Excerpt -
The Skinny's Albums of 2023

We've once again polled our music writers for their standout records of the year, and as expected, 2023's list features a gorgeously diverse range of artists

Feature by The Music Team | 08 Dec 2023
  • The Skinny Albums of 2023

Before we get into our top ten, it's important to show some love for the albums that didn't quite make the cut. At number 20 is Rat Saw God (Dead Oceans, 7 Apr), the fifth studio album from North Carolina outfit Wednesday, while coming in at 19 with her debut album, The Rise and Fall of a Midwest Princess (Amusement/Island Records, 22 Sep), is Chappell Roan, who says of her record: "After four years in the making comes my 14-song album holding stories of unearthing my true self and fearlessly embracing queerness. My whole project is a rebellion to how I was raised." 

At 18 is Sampha's second studio album Lahai (Young, 20 Oct), the follow-up to his debut, Process, which landed in our top ten back in 2017, while Irish singer-songwriter CMAT's second album Crazymad, For Me (AWAL, 13 Oct), takes the 17th spot. We described the record as "funnier, weirder, more colourful and more ambitious" than her debut. Taking the 16th spot is i've seen a way (Fire Talk Records, 19 May), the exquisite debut from Manchester-based electronic noise-rock band Mandy, Indiana, while the super fun Something to Give Each Other (EMI Australia/Capitol, 13 Oct) from Troye Sivan lands at number 15.

Dataset rows on where objects appear
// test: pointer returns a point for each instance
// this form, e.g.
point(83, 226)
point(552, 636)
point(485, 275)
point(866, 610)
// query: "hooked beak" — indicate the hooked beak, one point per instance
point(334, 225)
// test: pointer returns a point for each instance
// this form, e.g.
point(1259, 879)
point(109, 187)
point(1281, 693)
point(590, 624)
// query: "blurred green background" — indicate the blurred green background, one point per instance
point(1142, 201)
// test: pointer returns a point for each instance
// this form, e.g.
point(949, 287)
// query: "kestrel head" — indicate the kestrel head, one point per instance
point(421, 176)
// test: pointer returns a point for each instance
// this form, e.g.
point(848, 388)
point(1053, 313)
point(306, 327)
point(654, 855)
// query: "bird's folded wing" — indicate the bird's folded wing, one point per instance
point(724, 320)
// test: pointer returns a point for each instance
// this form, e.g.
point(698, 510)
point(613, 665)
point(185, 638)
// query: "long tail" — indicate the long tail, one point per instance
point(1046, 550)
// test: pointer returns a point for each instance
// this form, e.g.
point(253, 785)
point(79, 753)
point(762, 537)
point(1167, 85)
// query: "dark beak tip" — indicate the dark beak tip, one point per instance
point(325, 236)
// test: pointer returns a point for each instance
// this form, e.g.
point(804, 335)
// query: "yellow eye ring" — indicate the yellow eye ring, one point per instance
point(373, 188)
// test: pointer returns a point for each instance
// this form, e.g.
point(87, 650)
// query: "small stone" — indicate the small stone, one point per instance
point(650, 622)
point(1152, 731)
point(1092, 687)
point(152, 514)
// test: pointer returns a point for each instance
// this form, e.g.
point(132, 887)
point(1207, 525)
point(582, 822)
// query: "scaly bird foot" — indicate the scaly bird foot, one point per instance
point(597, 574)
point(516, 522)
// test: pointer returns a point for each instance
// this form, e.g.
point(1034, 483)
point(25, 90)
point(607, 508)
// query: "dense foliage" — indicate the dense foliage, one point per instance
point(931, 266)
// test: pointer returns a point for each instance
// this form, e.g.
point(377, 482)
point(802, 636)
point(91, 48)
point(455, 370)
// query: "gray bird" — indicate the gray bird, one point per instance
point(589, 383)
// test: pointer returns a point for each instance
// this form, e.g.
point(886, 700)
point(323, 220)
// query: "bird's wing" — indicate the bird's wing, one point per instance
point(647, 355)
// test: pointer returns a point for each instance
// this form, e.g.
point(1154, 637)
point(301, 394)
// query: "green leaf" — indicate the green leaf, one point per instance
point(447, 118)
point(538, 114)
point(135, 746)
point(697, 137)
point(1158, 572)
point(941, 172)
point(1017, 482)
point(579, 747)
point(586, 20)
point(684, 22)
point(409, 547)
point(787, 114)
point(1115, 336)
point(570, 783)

Problem requirements -
In the albums feature, which record takes the 17th spot?

Answer -
CMAT's second album, Crazymad, For Me.